───── Lesetext

Aus der goldenen Ära des dänischen Kinos: Carl Theodor Dreyers »Duskal ære din Hustru«

Umsonst und drinnen: Nationale Filmarchive im Netz

Filmgeschichte auf Kölner Leinwänden

Filmkulturell anspruchsvollen Streaming-Portalen wie MUBI und Criterion Channel wird in diesen Corona-Tagen sehr viel Aufmerksamkeit gewidmet — als ob die Filmkultur allein auf Plattformen lebte, für deren Nutzung man bezahlen muss. Dabei ist das Netz voller Gratisangebote: Viele Studios und nationale Filminstitutionen machen Werke aus ihren Sammlungen auf diesem Wege digital für alle verfügbar, wenn auch in einigen Fällen ausschließlich in den jeweiligen Landessprachen. Wobei: Früher gehörte es ja mal zum guten Cinephilen-Ton, fremdsprachige Filme ohne Untertitel zu schauen, auch wenn man die jeweilige Sprache nicht beherrschte. Nicht nur, weil es meist die einzige Möglichkeit war, bestimmte Werke überhaupt zu sehen, sondern auch, weil man auf diese Weise genauer hinschaute und so die jeweiligen Arbeiten durch ihre genuin filmischen Qualitäten entdecken konnte.

Wer die Webseite der Filmoteca der Nationalen Autonomen Universität von Mexiko links liegen lässt, nur weil sie sich komplett in Spanisch präsentiert, verpasst auf jeden Fall etwas. Denn wenn man die Filme anspielt, findet man heraus, dass zum Beispiel die zwei hier verfügbaren Werke des Stummfilmpioniers Gabriel García Moreno, das Actionmelodram »El tren fantasma« (1926) und der Drogenkrimi »El puño de hierro« (1927), mit spanischen und englischen Zwischentiteln ausgestattet sind.

──────────
───── Bereitgestelltes Material

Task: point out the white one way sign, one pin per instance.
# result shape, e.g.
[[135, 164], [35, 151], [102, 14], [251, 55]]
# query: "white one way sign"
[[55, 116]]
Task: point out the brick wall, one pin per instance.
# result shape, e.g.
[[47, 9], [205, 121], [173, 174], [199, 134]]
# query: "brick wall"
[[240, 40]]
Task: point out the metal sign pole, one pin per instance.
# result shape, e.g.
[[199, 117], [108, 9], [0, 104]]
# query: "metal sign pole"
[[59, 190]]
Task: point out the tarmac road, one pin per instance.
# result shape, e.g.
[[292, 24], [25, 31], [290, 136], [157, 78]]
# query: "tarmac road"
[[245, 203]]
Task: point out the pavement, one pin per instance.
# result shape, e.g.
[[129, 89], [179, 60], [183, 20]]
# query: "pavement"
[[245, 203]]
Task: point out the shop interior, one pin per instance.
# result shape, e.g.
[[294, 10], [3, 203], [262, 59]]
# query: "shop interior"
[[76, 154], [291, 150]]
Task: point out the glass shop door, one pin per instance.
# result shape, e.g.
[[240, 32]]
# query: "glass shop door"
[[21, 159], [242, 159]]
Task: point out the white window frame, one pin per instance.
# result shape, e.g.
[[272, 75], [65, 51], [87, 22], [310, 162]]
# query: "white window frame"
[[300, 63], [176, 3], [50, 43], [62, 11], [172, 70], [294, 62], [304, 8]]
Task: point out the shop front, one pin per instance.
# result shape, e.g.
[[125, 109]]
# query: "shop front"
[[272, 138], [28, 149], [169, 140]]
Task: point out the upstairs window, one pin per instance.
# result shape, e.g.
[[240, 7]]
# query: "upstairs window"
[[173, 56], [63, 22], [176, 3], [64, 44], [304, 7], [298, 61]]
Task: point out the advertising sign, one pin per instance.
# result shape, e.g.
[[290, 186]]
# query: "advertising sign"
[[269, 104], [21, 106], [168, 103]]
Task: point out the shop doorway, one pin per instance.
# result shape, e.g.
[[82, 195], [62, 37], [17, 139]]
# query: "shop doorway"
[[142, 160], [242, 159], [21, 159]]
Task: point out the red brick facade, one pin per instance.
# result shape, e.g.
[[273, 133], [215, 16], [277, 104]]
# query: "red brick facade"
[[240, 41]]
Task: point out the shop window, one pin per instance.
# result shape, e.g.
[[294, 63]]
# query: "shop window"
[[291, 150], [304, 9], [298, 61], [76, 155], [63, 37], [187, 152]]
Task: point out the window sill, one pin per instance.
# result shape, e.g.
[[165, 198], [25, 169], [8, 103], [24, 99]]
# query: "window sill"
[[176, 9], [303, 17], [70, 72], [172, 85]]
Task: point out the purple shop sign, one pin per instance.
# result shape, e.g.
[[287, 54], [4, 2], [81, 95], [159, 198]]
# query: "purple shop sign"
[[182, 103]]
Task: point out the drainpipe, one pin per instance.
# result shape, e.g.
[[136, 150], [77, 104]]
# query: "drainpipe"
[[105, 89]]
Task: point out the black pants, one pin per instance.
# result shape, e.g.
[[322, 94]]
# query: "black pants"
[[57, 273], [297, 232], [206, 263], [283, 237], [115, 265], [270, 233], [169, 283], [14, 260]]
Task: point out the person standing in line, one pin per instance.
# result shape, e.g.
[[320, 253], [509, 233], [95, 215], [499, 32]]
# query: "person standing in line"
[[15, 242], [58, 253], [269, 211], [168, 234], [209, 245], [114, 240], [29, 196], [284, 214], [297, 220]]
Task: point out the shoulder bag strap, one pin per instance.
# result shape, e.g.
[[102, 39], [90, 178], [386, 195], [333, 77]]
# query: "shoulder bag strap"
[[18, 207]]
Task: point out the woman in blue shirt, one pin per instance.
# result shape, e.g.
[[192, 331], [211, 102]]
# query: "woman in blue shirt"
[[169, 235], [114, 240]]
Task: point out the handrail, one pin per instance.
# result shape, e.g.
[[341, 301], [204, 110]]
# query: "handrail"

──────────

> [Arbeitsauftrag]:
Schreiben Sie den Abschnitt des Lesetextes über Filmarchive im Netz wörtlich ab, der mit den Worten „Wer die Webseite“ beginnt und mit „Zwischentiteln ausgestattet sind.“ endet.

> [Lösung]:
Wer die Webseite der Filmoteca der Nationalen Autonomen Universität von Mexiko links liegen lässt, nur weil sie sich komplett in Spanisch präsentiert, verpasst auf jeden Fall etwas. Denn wenn man die Filme anspielt, findet man heraus, dass zum Beispiel die zwei hier verfügbaren Werke des Stummfilmpioniers Gabriel García Moreno, das Actionmelodram »El tren fantasma« (1926) und der Drogenkrimi »El puño de hierro« (1927), mit spanischen und englischen Zwischentiteln ausgestattet sind.